AUFGABE: Schreib den Ausgangstext unten vollständig und Wort für Wort ab.

AUSGANGSTEXT:
====
Welche Projekte bleiben dir besonders in Erinnerung?

Vor allem die Baustellen. Die Firma hatte schon vor längerer Zeit damit begonnen, sich zu spezialisieren: Sprengarbeiten, Untertagebau, Felssicherung. Man wagte sich an immer herausforderndere Projekte. Das hat mir imponiert. Speziell in Erinnerung bleibt mir sicher die grosse Sicherheitssprengung am Chapf im Jahr 2001, welche eine enorme Medienpräsenz hatte. Immer wieder wurden grosse Widerstände überwunden, beispielsweise auch bei der Felssicherung am Lopper mit dem Stellen eines Krans mitten in der Felswand. Der absolute Wille, in den einzelnen Projekten Grenzen zu überwinden, hat mich begeistert.

Inwiefern hat sich dein Beruf im Laufe der Zeit verändert?

Als ich meinen Beruf aufnahm, hatte man für jedes Konto im Kontenplan noch ein physisches Kartonblatt. Wenn man von der Bilanz gesprochen hat, konnte man eine Kiste hervorholen. Zum Erlernen der Buchhaltung war das sehr geeignet. Der Computer hat viele Arbeiten wesentlich verkürzt, aber auch abstrakter gemacht. Kopiergeräte führten zu riesigen Papierfluten und Bedarf an Archivplatz. Heute gibt man hier wieder Gegensteuer mit der Digitalisierung von Prozessen. Generell haben auch rechtliche Aspekte klar an Bedeutung gewonnen.

Man sagt dir einen feinen Sinn für Humor nach. Gibt es da eine Anekdote?
====
Gespeicherte Dateneinträge:
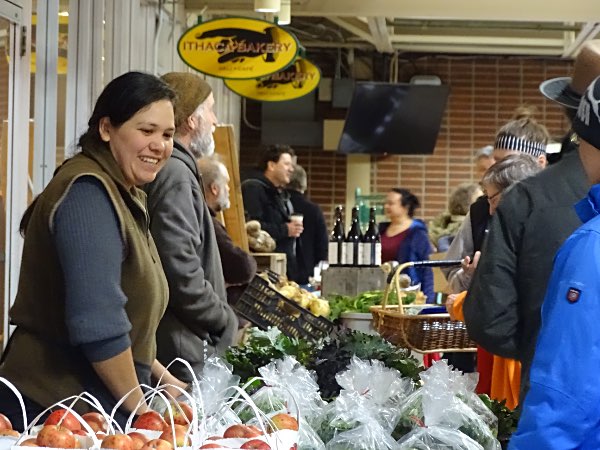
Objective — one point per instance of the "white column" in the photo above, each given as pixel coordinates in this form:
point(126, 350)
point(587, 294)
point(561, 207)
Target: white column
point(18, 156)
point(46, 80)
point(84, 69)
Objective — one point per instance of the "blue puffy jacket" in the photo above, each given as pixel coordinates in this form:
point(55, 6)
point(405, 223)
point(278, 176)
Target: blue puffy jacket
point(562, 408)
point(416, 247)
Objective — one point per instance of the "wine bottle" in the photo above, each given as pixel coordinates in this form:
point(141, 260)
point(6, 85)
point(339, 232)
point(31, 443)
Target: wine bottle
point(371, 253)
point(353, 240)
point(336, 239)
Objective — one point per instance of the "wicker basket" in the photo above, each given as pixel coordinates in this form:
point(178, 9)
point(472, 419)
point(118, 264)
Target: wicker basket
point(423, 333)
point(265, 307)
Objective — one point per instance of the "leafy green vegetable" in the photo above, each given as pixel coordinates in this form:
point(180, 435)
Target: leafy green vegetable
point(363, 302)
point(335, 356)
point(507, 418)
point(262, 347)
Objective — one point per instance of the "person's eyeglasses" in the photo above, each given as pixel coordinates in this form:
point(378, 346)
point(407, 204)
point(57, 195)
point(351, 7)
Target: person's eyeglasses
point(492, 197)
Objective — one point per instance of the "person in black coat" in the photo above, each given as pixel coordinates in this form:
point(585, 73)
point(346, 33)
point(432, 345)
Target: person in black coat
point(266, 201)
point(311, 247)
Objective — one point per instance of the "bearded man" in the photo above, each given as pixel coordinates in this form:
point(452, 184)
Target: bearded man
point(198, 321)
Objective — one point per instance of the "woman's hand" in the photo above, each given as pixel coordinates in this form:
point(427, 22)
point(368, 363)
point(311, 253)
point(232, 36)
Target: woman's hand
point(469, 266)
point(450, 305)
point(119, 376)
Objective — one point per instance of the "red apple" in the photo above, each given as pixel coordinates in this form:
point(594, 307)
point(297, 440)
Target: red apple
====
ERGEBNIS:
Welche Projekte bleiben dir besonders in Erinnerung?

Vor allem die Baustellen. Die Firma hatte schon vor längerer Zeit damit begonnen, sich zu spezialisieren: Sprengarbeiten, Untertagebau, Felssicherung. Man wagte sich an immer herausforderndere Projekte. Das hat mir imponiert. Speziell in Erinnerung bleibt mir sicher die grosse Sicherheitssprengung am Chapf im Jahr 2001, welche eine enorme Medienpräsenz hatte. Immer wieder wurden grosse Widerstände überwunden, beispielsweise auch bei der Felssicherung am Lopper mit dem Stellen eines Krans mitten in der Felswand. Der absolute Wille, in den einzelnen Projekten Grenzen zu überwinden, hat mich begeistert.

Inwiefern hat sich dein Beruf im Laufe der Zeit verändert?

Als ich meinen Beruf aufnahm, hatte man für jedes Konto im Kontenplan noch ein physisches Kartonblatt. Wenn man von der Bilanz gesprochen hat, konnte man eine Kiste hervorholen. Zum Erlernen der Buchhaltung war das sehr geeignet. Der Computer hat viele Arbeiten wesentlich verkürzt, aber auch abstrakter gemacht. Kopiergeräte führten zu riesigen Papierfluten und Bedarf an Archivplatz. Heute gibt man hier wieder Gegensteuer mit der Digitalisierung von Prozessen. Generell haben auch rechtliche Aspekte klar an Bedeutung gewonnen.

Man sagt dir einen feinen Sinn für Humor nach. Gibt es da eine Anekdote?